• Extrait du texte:
Je ne peux pas croire que les adversaires de François Legault persistent à lui demander de reconnaître le racisme systémique. S’ils avaient été attentifs, le 6 octobre 2020, ils auraient entendu François Legault déclamer à leur face la définition la plus exacte de ce phénomène social. Mais, que voulez-vous, ça n’écoute pas, ce monde-là.

Lorsqu’il a présenté des excuses à la famille de Joyce Echaquan, le premier ministre du Québec a déclaré : « Pendant des décennies, les peuples autochtones ont subi des discriminations […]. Les choses ont changé, mais ça a laissé des blessures profondes et des traces chez beaucoup d’individus. Et ces relents de notre passé continuent d’exister sous forme de discrimination envers les Autochtones. »

Données de pointage de régions:
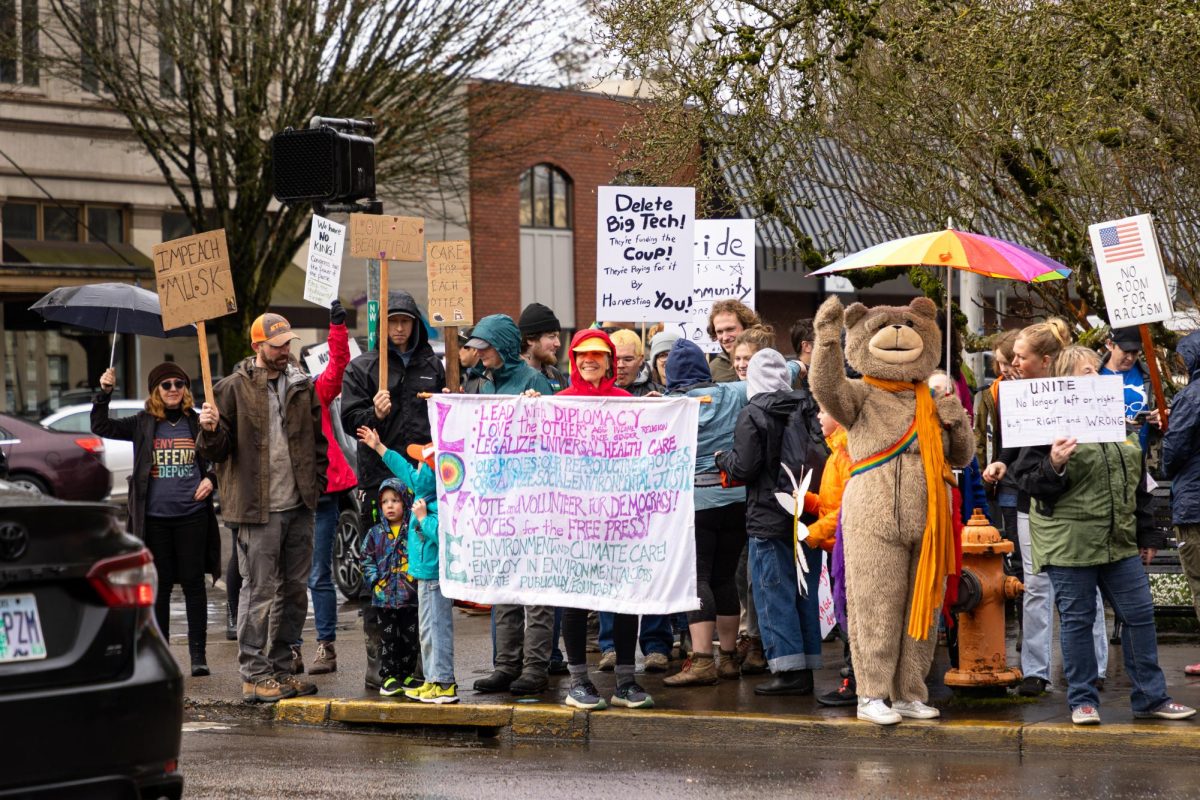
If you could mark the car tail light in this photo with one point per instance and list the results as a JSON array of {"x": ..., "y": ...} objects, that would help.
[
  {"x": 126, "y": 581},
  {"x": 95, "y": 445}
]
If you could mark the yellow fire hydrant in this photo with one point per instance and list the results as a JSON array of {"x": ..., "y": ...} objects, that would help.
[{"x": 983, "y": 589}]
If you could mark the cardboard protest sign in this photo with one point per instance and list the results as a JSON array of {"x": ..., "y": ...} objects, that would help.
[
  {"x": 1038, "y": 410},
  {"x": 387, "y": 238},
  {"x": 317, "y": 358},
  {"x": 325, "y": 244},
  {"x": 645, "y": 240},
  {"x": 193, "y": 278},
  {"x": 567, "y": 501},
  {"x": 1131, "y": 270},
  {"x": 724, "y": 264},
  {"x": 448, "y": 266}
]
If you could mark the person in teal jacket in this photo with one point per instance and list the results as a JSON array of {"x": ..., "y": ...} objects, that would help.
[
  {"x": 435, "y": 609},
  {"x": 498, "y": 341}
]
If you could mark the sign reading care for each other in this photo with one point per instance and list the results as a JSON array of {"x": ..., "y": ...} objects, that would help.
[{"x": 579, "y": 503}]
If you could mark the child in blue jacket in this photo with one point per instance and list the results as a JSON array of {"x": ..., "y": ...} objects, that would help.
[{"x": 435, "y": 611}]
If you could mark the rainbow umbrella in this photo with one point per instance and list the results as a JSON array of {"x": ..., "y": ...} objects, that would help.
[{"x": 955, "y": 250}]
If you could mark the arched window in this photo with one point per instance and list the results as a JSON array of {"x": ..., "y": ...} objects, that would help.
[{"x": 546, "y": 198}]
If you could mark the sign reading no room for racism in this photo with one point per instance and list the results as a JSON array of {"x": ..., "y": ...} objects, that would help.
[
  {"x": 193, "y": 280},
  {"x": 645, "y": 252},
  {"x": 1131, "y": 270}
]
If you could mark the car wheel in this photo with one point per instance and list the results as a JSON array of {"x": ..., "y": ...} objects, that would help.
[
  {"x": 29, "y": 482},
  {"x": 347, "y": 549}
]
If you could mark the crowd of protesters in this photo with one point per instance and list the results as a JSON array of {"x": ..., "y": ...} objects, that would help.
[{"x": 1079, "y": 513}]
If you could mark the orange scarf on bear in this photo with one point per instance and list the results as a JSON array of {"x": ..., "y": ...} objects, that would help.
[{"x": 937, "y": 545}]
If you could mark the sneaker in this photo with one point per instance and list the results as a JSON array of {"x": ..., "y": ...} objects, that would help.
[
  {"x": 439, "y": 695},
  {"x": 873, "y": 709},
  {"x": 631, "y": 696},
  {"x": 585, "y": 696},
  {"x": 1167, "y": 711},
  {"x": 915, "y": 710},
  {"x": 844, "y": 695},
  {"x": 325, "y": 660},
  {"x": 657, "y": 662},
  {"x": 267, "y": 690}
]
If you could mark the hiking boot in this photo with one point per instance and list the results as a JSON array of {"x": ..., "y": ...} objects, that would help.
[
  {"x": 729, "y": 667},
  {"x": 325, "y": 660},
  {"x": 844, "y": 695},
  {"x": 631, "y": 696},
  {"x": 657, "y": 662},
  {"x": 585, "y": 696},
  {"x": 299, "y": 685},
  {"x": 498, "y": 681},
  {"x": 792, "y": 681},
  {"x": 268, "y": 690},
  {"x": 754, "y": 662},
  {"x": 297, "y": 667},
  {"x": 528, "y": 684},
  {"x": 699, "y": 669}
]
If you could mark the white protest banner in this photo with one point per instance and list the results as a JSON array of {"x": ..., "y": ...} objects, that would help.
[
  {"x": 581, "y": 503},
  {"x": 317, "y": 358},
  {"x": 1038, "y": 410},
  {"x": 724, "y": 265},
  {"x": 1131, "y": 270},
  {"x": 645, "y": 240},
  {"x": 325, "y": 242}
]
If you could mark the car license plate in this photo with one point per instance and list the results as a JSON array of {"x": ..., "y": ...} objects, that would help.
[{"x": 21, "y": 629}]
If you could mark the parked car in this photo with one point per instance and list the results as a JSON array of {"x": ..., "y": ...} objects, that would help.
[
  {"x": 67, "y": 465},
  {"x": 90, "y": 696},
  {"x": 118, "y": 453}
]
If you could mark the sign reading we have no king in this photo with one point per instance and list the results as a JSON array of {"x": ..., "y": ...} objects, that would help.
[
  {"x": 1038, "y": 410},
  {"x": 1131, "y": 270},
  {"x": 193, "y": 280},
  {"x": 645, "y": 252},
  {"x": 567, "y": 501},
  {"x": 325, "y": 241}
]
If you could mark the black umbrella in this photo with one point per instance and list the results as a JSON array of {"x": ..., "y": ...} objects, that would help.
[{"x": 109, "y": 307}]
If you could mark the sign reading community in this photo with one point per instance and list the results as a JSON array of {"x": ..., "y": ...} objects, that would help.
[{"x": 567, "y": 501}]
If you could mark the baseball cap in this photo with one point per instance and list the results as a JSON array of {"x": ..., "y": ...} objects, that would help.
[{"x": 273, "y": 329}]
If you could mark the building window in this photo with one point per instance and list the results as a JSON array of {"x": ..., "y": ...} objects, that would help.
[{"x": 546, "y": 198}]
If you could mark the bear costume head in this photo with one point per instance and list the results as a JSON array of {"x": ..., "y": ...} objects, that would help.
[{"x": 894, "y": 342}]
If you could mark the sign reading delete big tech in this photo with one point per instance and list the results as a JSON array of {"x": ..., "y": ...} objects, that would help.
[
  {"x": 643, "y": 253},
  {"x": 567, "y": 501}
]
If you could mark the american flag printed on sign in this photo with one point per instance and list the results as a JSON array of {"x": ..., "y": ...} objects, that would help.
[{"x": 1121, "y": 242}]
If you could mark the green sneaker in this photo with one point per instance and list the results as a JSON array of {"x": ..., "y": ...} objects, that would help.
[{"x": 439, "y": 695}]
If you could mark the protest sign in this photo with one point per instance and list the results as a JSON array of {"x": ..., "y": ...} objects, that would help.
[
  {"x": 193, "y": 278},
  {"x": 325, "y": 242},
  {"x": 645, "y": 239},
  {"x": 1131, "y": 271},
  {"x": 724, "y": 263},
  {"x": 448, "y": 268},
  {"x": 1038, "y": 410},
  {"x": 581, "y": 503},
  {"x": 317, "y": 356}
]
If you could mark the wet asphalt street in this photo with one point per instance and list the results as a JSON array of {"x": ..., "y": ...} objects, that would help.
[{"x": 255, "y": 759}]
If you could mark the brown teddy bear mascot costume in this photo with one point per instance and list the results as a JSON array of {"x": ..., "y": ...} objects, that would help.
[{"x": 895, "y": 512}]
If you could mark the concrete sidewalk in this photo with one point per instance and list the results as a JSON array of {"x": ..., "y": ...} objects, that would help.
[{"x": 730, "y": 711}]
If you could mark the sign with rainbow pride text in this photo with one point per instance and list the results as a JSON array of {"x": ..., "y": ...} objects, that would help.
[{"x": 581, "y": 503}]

• Consignes:
a - Répondez aux questions suivantes d'après l'extrait sur François Legault.
(i) À quelle date François Legault a-t-il prononcé les paroles rapportées ?
(ii) À quelle famille le premier ministre du Québec a-t-il présenté des excuses ?
(iii) Dans la déclaration citée, pendant combien de temps les peuples autochtones ont-ils subi des discriminations ?
b - Recopiez l'extrait sur François Legault à partir de « Je ne peux pas » jusqu'à « pas, ce monde-là. » inclus.
Ces données proviennent d'une autre source que l'extrait.

• Corrigé de l'exercice:
a -
(i) Le 6 octobre 2020.
(ii) À la famille de Joyce Echaquan.
(iii) Pendant des décennies.

b -
Je ne peux pas croire que les adversaires de François Legault persistent à lui demander de reconnaître le racisme systémique. S’ils avaient été attentifs, le 6 octobre 2020, ils auraient entendu François Legault déclamer à leur face la définition la plus exacte de ce phénomène social. Mais, que voulez-vous, ça n’écoute pas, ce monde-là.